Task details:
Set the data down again, word for word, as it appears below.

Records for this exercise:

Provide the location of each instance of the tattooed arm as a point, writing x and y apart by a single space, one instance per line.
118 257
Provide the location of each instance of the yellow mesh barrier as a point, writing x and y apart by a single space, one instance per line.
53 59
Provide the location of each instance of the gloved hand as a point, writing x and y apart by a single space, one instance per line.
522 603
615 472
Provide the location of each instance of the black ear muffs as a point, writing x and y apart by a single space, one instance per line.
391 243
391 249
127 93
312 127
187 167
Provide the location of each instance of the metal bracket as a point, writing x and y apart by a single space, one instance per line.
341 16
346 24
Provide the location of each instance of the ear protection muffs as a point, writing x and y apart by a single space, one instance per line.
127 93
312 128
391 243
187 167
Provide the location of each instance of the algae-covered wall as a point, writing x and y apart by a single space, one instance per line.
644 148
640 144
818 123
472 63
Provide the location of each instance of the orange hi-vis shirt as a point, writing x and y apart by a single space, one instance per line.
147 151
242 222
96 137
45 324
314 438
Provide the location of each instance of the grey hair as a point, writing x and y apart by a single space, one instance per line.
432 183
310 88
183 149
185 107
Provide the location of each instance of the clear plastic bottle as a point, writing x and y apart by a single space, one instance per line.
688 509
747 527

Result for this exercise:
Provide the location of each instance of the tattooed arm as a point, writing x and y apart by a single space, one instance per line.
118 257
Provide the location of each instance of the yellow mesh barrier as a point, writing x and y apart by a single space, one instance per line.
53 59
Provide the location of each instance of the gloved hand as a point, writing x and y apart by a single space, one instance per line.
522 603
615 472
Provide the location of each instance of the black ear muffs as a point, writing x and y apart by a single space, one instance per line.
391 243
391 249
127 93
312 127
187 167
Provide the location of each instance of the metal bracket as a point, writing x and y apart by a single space, one instance per line.
341 16
346 24
Provide the location of each instance of the ear protection muffs as a point, writing x and y apart by a single space, one instance per line.
127 93
312 128
391 243
187 167
Provide the location of each instance of the algae-covered wall as a point, writing x and y apart by a single space, one instance per line.
644 148
640 144
818 123
472 63
Provide the location of each instance of the orange hi-vis shirt as a point, writing x and y apart by a single space, one instance per line.
147 151
242 222
96 137
45 324
314 438
Provide the location of each instance of the grey hair as a point, writing x and y apart by a single space, one instance per line.
432 183
310 88
183 149
185 107
Provide the location of each instance of the clear plastic bottle as a point, writing x and y apart by a single space, one instance per line.
688 509
747 527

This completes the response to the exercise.